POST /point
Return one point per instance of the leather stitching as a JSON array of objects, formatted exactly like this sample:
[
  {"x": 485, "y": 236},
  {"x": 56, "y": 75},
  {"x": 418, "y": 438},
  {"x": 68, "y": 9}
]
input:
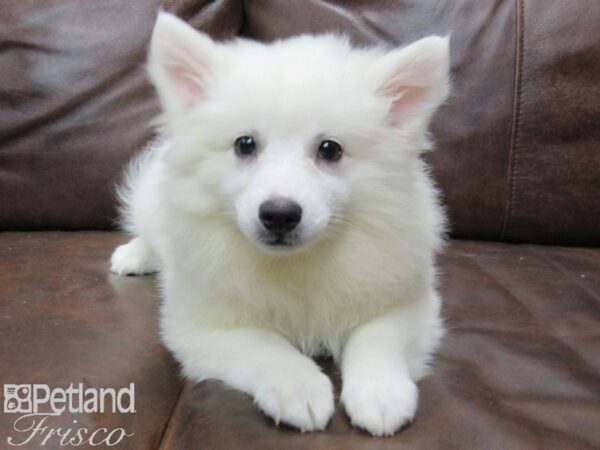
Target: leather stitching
[{"x": 513, "y": 160}]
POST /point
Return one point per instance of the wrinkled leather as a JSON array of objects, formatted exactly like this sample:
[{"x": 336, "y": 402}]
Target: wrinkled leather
[
  {"x": 518, "y": 369},
  {"x": 75, "y": 103},
  {"x": 64, "y": 319},
  {"x": 516, "y": 144}
]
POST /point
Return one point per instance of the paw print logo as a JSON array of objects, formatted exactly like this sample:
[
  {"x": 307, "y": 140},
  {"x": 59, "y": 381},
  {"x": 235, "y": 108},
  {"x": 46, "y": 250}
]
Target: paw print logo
[{"x": 17, "y": 398}]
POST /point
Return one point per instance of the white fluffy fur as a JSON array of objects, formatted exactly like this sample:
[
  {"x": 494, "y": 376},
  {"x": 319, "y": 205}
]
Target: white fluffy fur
[{"x": 359, "y": 286}]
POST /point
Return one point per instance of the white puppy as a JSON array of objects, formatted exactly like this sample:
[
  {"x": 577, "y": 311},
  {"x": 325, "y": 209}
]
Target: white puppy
[{"x": 290, "y": 215}]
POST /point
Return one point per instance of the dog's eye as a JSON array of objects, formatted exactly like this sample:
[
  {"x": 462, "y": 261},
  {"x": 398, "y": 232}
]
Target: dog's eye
[
  {"x": 245, "y": 146},
  {"x": 330, "y": 150}
]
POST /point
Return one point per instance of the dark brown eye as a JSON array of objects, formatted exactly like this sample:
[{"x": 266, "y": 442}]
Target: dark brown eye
[
  {"x": 330, "y": 150},
  {"x": 245, "y": 146}
]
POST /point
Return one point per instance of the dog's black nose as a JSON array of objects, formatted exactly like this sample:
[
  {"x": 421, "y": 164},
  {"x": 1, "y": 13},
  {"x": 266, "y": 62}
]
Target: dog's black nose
[{"x": 280, "y": 215}]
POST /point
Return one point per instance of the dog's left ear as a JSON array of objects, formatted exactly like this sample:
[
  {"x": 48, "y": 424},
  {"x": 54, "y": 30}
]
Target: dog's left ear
[
  {"x": 416, "y": 80},
  {"x": 180, "y": 64}
]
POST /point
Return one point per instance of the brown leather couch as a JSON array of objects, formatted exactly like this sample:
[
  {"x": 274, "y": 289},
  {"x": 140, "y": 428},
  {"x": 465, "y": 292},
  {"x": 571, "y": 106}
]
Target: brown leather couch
[{"x": 517, "y": 159}]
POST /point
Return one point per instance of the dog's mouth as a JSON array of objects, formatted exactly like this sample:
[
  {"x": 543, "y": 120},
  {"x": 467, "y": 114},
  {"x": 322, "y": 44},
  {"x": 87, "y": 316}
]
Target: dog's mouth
[{"x": 280, "y": 241}]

WHAT TO WORK ON:
Pull out every line of the data above that contains the string "stitching", matching case exactly.

EXERCISE RESPONSE:
Return one point per instance of the leather stitching as a JSON array of objects, formatted exactly like this sample:
Target: leather stitching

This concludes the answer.